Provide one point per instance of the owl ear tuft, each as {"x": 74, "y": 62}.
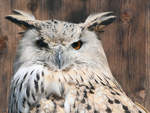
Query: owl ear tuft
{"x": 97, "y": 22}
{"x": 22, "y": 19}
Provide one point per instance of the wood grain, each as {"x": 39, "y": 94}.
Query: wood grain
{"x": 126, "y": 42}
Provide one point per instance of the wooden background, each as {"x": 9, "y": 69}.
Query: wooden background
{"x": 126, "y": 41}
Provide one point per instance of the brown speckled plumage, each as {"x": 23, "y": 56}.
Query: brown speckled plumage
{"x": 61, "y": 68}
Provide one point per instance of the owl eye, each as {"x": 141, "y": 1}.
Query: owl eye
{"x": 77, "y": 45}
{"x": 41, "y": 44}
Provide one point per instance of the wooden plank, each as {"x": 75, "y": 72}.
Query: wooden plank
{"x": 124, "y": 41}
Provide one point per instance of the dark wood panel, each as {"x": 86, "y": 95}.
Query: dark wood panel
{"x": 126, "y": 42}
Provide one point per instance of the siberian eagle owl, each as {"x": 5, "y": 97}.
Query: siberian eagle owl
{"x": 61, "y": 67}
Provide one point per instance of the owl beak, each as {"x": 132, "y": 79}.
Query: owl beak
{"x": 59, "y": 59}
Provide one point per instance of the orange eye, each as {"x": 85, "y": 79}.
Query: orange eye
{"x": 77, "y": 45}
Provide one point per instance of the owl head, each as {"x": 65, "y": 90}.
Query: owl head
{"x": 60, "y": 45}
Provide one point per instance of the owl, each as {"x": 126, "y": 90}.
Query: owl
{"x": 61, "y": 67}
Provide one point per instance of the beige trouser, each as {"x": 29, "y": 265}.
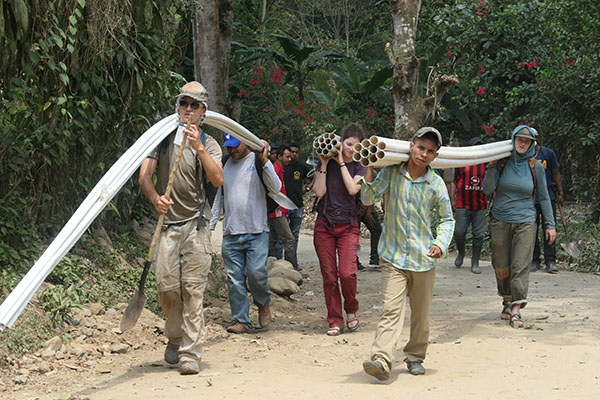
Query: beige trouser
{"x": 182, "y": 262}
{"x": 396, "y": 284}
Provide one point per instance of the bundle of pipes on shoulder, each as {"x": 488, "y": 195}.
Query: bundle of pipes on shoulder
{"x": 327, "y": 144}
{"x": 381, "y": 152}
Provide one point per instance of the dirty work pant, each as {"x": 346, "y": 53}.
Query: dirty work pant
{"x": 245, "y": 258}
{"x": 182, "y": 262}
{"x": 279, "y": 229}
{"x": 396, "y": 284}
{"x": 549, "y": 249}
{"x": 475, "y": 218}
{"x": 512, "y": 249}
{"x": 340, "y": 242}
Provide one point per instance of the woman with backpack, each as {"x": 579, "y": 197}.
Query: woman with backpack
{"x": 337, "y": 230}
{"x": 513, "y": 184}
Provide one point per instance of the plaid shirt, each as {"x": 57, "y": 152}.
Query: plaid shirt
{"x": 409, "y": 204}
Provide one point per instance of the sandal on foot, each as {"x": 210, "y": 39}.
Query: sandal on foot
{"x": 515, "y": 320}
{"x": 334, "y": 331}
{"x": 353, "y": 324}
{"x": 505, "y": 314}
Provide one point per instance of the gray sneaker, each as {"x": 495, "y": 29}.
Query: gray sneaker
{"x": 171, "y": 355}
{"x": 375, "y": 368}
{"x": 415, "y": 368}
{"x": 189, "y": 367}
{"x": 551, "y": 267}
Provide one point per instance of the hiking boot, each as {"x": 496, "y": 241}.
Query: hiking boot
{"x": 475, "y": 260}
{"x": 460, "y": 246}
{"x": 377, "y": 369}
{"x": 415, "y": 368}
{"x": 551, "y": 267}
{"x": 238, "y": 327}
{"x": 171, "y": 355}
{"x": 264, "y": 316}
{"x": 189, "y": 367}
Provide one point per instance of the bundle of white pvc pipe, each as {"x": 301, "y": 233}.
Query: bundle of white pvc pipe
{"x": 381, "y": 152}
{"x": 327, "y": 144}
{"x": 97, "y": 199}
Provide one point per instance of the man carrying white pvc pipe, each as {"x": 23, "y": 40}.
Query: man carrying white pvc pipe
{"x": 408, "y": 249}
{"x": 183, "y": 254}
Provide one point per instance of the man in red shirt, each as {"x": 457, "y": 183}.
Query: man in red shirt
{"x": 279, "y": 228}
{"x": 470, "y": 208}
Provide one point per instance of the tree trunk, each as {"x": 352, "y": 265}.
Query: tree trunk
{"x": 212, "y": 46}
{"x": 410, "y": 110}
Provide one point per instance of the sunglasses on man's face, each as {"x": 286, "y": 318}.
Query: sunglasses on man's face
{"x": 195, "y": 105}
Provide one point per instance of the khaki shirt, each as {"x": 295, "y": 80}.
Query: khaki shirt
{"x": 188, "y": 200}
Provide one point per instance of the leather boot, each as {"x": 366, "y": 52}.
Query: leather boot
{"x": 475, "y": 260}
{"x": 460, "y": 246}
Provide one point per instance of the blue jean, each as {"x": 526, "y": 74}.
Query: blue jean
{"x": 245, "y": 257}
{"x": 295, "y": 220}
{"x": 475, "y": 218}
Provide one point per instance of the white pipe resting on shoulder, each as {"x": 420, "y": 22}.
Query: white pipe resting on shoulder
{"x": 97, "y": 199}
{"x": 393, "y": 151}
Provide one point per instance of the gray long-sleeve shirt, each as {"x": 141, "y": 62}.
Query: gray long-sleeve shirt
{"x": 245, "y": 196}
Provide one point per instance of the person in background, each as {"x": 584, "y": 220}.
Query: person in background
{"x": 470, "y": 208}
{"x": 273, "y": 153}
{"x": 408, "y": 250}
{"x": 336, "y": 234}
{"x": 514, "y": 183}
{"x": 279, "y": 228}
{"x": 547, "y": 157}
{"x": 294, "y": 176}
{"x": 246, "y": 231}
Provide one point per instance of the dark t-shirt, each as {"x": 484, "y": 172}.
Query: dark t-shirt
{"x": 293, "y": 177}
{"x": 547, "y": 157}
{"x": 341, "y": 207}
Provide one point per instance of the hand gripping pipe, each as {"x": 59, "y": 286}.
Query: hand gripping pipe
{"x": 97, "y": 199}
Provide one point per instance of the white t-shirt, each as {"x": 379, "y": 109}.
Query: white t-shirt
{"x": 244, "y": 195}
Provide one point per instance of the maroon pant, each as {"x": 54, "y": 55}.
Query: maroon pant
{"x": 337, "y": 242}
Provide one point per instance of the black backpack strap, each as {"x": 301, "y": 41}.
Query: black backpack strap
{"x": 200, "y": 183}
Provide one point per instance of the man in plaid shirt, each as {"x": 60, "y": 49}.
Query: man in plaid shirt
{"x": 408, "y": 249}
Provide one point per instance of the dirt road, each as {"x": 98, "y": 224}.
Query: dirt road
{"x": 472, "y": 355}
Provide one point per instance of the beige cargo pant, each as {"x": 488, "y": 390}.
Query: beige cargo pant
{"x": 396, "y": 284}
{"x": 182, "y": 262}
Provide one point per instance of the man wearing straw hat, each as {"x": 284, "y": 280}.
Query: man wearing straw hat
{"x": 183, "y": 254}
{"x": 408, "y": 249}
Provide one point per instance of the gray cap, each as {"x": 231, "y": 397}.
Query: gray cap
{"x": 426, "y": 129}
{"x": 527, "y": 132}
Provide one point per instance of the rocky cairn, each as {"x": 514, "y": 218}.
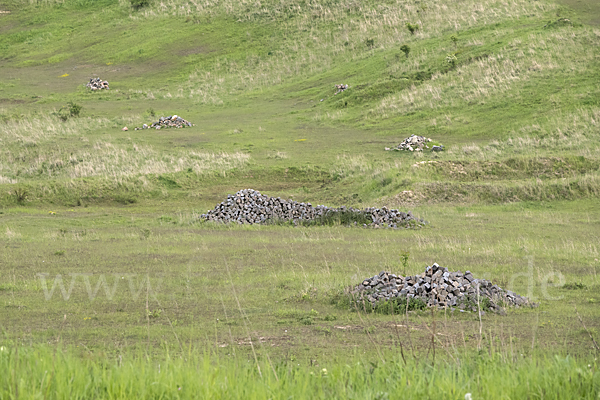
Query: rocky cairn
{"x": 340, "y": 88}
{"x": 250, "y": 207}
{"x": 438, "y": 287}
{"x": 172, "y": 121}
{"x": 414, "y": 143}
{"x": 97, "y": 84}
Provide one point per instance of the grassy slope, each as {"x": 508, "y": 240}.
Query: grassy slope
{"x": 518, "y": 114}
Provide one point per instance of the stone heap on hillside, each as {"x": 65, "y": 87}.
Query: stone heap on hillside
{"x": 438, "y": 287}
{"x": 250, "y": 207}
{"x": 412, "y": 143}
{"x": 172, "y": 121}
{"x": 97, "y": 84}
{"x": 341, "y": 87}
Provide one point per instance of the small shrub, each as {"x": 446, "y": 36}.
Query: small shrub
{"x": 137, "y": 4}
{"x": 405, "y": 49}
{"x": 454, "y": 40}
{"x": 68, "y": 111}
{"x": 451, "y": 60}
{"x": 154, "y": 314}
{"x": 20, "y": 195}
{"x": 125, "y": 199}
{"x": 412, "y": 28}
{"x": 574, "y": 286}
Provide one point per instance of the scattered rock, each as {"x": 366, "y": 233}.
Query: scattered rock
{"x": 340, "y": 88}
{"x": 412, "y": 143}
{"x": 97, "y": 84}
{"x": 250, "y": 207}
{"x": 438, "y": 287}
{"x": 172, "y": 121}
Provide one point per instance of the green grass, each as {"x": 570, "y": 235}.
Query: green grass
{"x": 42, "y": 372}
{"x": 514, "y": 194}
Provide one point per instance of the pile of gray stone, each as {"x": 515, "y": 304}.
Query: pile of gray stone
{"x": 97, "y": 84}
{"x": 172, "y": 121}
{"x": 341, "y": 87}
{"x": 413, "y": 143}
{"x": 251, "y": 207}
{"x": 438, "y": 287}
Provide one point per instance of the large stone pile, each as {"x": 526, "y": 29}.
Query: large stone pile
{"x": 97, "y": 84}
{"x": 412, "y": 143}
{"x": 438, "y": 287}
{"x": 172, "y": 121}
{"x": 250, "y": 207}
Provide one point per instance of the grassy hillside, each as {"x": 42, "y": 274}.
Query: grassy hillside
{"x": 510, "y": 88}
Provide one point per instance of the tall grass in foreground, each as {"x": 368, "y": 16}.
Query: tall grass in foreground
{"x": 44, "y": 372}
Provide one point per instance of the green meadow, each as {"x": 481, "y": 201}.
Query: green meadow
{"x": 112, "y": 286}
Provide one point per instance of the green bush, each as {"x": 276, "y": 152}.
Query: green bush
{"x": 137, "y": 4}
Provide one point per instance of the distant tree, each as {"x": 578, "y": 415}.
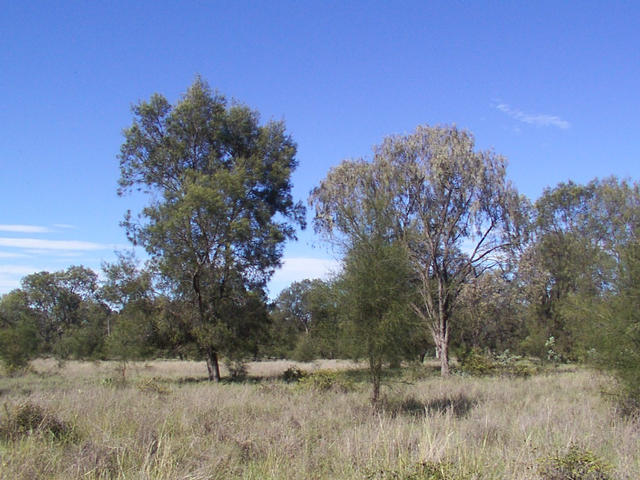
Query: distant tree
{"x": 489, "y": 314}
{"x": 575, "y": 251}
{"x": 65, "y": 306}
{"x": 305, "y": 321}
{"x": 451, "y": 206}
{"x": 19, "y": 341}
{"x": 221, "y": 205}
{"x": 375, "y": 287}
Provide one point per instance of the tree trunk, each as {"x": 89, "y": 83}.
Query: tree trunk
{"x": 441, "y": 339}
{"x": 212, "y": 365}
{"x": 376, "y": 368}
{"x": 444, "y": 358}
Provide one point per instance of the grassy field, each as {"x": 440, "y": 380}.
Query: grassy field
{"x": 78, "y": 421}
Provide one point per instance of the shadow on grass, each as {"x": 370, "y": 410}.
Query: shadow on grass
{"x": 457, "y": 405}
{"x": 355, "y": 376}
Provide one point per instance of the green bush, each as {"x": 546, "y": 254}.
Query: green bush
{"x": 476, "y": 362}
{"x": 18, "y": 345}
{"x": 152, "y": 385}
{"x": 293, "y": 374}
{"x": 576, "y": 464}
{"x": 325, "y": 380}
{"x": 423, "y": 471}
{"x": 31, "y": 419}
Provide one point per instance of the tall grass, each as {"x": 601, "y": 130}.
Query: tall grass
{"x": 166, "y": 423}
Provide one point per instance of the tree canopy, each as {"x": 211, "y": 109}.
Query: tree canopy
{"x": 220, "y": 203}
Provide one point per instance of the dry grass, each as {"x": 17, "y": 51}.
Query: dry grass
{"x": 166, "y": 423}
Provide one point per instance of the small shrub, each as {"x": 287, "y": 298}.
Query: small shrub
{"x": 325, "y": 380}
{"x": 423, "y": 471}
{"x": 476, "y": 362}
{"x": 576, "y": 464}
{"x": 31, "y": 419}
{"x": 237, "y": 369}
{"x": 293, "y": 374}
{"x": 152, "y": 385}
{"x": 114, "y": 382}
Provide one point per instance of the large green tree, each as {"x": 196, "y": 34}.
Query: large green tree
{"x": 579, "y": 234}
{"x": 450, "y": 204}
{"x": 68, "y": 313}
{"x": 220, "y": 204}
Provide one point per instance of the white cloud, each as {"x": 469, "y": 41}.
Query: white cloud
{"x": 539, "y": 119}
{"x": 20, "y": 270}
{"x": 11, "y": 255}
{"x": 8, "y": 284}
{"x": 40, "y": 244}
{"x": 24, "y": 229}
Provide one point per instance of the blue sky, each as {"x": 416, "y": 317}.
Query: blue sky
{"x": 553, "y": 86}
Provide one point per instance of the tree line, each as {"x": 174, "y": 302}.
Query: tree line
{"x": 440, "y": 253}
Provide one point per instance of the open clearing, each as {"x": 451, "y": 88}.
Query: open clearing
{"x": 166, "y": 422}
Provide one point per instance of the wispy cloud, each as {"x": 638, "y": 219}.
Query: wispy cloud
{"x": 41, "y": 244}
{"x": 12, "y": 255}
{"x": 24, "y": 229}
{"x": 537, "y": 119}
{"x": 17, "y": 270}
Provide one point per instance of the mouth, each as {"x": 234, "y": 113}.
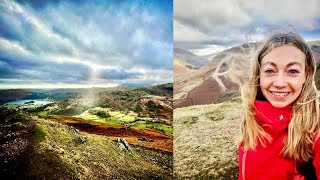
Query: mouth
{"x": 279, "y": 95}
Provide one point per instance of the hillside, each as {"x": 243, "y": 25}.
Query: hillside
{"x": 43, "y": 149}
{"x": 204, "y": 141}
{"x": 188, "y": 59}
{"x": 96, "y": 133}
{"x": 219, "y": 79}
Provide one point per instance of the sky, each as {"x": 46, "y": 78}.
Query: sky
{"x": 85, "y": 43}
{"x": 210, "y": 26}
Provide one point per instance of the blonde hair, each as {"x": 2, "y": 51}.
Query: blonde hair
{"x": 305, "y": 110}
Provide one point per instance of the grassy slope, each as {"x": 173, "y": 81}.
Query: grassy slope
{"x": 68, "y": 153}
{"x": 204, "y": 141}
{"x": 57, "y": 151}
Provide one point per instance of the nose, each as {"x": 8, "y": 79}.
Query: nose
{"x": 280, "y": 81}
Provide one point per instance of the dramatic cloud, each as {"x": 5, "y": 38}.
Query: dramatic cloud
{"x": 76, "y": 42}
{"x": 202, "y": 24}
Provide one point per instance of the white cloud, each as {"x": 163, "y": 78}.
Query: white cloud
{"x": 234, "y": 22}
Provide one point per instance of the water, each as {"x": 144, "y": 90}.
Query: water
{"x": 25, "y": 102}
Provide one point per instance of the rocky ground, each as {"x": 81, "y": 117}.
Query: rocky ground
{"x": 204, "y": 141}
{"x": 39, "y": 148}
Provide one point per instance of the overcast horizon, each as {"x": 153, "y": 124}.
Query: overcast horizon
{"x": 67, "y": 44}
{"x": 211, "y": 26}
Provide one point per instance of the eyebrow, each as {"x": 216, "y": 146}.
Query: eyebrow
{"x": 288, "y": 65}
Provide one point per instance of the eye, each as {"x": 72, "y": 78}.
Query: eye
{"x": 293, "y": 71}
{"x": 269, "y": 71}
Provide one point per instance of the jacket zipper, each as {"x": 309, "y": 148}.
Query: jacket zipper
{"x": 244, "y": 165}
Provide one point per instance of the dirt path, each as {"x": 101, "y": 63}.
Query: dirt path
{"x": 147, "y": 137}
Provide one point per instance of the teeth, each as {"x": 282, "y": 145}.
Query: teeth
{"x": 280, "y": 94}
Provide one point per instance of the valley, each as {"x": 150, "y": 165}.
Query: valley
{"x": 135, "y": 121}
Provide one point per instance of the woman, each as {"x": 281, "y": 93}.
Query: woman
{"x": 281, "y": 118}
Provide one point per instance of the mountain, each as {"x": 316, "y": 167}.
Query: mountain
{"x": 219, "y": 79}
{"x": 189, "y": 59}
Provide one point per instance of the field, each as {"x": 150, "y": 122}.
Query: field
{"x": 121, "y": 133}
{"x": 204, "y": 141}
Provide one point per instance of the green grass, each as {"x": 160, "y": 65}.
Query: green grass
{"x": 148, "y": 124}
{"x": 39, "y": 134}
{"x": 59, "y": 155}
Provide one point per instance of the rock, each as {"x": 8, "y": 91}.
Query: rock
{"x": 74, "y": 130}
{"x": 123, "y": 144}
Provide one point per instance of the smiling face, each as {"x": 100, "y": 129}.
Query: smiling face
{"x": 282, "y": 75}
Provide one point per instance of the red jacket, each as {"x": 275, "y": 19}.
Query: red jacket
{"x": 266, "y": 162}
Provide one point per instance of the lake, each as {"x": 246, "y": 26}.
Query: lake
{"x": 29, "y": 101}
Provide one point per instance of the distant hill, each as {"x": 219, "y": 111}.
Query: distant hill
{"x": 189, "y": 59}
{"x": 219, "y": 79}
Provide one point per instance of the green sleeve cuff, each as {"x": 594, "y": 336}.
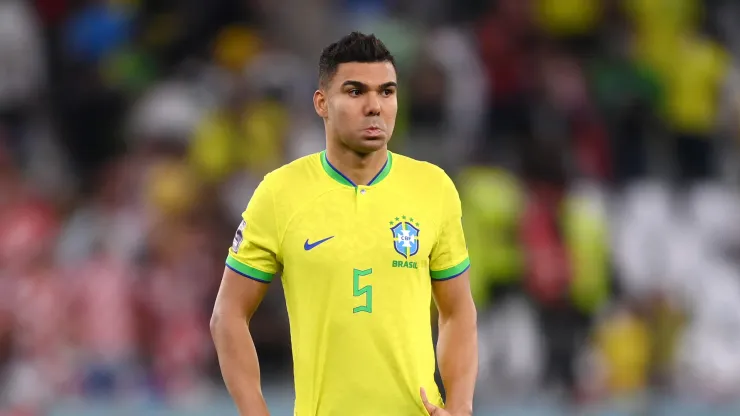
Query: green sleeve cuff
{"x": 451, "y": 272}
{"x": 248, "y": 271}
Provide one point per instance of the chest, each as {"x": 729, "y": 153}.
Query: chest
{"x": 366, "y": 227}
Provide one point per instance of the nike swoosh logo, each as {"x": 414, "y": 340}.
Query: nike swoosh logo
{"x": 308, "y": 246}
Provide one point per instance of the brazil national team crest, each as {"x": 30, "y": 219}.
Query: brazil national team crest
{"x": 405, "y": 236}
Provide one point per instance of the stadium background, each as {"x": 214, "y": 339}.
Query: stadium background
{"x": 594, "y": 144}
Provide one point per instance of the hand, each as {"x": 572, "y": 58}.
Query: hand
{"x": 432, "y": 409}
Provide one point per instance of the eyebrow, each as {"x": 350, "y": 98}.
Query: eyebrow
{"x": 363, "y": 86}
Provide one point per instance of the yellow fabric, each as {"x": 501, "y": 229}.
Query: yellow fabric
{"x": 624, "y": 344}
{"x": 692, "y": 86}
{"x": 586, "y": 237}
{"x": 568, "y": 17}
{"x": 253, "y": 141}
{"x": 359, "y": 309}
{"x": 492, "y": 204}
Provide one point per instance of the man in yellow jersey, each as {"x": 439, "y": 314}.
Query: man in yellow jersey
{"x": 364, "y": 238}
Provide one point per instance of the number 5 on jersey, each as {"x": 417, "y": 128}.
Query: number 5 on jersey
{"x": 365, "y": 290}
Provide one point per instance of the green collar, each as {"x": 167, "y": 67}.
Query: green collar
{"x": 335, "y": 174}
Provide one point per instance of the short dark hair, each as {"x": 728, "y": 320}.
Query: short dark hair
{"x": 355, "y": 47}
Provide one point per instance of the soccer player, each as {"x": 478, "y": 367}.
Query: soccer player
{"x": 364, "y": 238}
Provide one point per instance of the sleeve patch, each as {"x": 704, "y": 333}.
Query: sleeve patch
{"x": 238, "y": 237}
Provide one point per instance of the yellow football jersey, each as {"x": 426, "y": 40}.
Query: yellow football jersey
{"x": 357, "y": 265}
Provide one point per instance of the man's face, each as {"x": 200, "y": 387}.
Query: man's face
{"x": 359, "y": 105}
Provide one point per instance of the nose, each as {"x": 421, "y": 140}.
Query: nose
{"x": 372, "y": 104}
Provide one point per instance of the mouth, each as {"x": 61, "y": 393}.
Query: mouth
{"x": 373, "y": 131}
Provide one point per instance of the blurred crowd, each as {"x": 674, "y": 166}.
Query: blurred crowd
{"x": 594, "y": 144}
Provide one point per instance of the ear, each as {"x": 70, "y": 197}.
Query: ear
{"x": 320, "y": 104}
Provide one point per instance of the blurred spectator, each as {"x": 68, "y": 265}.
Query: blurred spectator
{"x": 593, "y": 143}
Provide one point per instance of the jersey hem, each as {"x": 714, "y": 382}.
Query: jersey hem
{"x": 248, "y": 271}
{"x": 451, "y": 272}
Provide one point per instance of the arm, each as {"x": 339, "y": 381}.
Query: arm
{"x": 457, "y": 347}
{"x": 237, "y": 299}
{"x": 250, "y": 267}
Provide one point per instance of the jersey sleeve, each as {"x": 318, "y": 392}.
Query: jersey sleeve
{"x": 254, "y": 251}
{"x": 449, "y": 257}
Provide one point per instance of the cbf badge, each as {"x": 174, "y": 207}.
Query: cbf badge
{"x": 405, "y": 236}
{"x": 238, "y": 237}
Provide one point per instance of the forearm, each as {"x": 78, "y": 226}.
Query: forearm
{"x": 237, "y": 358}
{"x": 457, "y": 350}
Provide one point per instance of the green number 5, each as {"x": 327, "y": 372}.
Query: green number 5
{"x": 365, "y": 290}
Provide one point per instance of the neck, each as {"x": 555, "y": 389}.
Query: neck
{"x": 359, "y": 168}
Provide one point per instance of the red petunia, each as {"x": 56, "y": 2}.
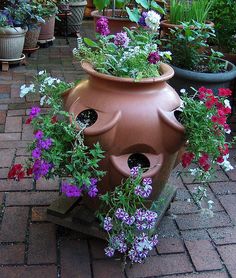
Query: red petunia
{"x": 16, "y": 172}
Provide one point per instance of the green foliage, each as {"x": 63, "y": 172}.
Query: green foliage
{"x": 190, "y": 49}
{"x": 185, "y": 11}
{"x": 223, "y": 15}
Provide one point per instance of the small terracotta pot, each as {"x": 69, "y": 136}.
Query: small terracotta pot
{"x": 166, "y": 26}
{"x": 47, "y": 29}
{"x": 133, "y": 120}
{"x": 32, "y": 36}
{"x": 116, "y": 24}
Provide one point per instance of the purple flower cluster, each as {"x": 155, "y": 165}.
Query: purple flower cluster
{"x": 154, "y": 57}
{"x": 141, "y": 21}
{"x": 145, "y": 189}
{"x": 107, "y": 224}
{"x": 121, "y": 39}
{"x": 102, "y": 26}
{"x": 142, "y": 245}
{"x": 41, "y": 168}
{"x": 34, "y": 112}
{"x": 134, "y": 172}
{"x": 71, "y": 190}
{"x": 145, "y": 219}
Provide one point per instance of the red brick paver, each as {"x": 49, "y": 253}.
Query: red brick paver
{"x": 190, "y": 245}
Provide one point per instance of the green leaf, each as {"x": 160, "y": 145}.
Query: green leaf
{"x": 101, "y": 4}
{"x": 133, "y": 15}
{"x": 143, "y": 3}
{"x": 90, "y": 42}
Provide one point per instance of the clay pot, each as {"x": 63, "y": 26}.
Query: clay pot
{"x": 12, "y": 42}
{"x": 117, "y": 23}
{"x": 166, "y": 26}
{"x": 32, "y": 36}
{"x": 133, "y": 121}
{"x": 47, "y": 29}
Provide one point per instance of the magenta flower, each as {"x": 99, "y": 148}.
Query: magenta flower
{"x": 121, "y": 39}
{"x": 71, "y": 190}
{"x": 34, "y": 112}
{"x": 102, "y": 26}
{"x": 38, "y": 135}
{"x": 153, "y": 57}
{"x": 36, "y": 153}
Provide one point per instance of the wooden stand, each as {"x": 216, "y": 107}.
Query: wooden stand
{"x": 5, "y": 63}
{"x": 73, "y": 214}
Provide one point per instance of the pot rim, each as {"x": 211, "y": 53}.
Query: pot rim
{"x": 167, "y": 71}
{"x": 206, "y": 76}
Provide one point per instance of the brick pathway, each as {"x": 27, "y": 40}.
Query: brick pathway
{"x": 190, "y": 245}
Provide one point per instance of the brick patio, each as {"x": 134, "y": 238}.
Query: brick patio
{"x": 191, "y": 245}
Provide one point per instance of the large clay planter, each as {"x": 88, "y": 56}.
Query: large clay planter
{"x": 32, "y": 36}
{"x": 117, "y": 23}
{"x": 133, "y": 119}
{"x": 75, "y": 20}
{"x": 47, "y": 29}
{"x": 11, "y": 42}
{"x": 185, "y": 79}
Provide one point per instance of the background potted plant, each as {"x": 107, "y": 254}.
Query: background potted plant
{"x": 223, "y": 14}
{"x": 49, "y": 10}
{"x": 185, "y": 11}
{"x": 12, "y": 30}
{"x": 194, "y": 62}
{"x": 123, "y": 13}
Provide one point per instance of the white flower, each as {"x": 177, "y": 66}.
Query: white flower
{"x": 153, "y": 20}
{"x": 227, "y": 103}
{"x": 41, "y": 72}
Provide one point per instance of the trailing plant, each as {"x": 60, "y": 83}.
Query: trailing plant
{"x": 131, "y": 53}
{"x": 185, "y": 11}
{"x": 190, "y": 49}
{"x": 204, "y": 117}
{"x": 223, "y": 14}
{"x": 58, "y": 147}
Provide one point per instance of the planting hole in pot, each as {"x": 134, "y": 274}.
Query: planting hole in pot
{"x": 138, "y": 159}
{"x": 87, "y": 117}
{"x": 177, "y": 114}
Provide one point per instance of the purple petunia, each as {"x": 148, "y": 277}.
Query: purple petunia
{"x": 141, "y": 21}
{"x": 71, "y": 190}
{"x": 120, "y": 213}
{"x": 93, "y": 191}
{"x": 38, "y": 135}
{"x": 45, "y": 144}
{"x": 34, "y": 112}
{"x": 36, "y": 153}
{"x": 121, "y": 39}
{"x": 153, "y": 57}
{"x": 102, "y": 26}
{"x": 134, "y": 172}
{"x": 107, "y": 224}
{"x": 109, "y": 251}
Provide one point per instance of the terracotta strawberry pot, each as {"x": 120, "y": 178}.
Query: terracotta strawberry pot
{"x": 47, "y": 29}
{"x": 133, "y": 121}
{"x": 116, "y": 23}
────────────────────
# [REQUIREMENT]
Send back exactly the lines from the line with "Provide one point per instance of the pot" through the end of the records.

# [FULL ANSWER]
Provide one point per instance of the pot rim, each as {"x": 211, "y": 53}.
Query: pot rim
{"x": 167, "y": 71}
{"x": 206, "y": 76}
Provide one point per instance of the brick pathway, each as {"x": 27, "y": 40}.
Query: brick pathway
{"x": 190, "y": 245}
Provide one point per instance of the brick patio, each as {"x": 134, "y": 238}.
Query: brick patio
{"x": 191, "y": 245}
Provide one point per instance of the large clay planter, each as {"x": 88, "y": 56}.
Query: large clay planter
{"x": 32, "y": 36}
{"x": 117, "y": 23}
{"x": 133, "y": 119}
{"x": 75, "y": 20}
{"x": 47, "y": 29}
{"x": 11, "y": 42}
{"x": 185, "y": 79}
Provide one point per instance of the background potted plant, each as {"x": 107, "y": 254}.
Query: background potted plant
{"x": 223, "y": 14}
{"x": 49, "y": 10}
{"x": 185, "y": 11}
{"x": 12, "y": 30}
{"x": 194, "y": 62}
{"x": 123, "y": 13}
Provide one point per instance of the white flower, each as {"x": 177, "y": 66}.
Query: white flower
{"x": 153, "y": 20}
{"x": 227, "y": 103}
{"x": 41, "y": 72}
Provide one point per instance of the trailing plant, each as {"x": 60, "y": 83}.
Query: trailing plant
{"x": 131, "y": 53}
{"x": 185, "y": 11}
{"x": 190, "y": 49}
{"x": 204, "y": 117}
{"x": 223, "y": 14}
{"x": 58, "y": 147}
Provide one point per instance of the planting hole in pot, each as {"x": 134, "y": 274}.
Query: planting hole in pot
{"x": 138, "y": 159}
{"x": 87, "y": 117}
{"x": 177, "y": 114}
Provide one point per instance of the purple petunia, each as {"x": 148, "y": 277}.
Query: purple petunia
{"x": 141, "y": 21}
{"x": 71, "y": 190}
{"x": 120, "y": 213}
{"x": 93, "y": 191}
{"x": 38, "y": 135}
{"x": 45, "y": 144}
{"x": 34, "y": 112}
{"x": 36, "y": 153}
{"x": 121, "y": 39}
{"x": 153, "y": 57}
{"x": 102, "y": 26}
{"x": 134, "y": 172}
{"x": 107, "y": 224}
{"x": 109, "y": 251}
Provide one point per instance of the terracotta strawberry pot, each as {"x": 120, "y": 178}.
Query: terracotta strawberry pot
{"x": 47, "y": 29}
{"x": 133, "y": 121}
{"x": 116, "y": 23}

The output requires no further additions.